- **Exercise**:
Convert the records into a two-column CSV with the headers "query" and "output". Make one row per record, put its text and its answer each in a single quoted field, and replace any line breaks with spaces.

** START **

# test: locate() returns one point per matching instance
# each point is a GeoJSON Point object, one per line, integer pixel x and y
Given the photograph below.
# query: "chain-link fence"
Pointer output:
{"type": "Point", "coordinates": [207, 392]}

** END **

- **Response to this task**:
query,output
"# test: locate() returns one point per matching instance # each point is a GeoJSON Point object, one per line, integer pixel x and y Given the photograph below. # query: ""chain-link fence"" Pointer output:","{""type"": ""Point"", ""coordinates"": [207, 392]}"